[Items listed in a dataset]

-------------------------

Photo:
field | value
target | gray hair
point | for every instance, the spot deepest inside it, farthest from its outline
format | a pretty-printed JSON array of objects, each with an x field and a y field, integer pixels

-------------------------

[What you need to do]:
Reproduce all of the data above line for line, changing nothing.

[Worked solution]:
Photo:
field | value
target | gray hair
point | for every instance, the spot deepest inside it, farthest from its outline
format | a pretty-printed JSON array of objects, each with an x field and a y field, integer pixels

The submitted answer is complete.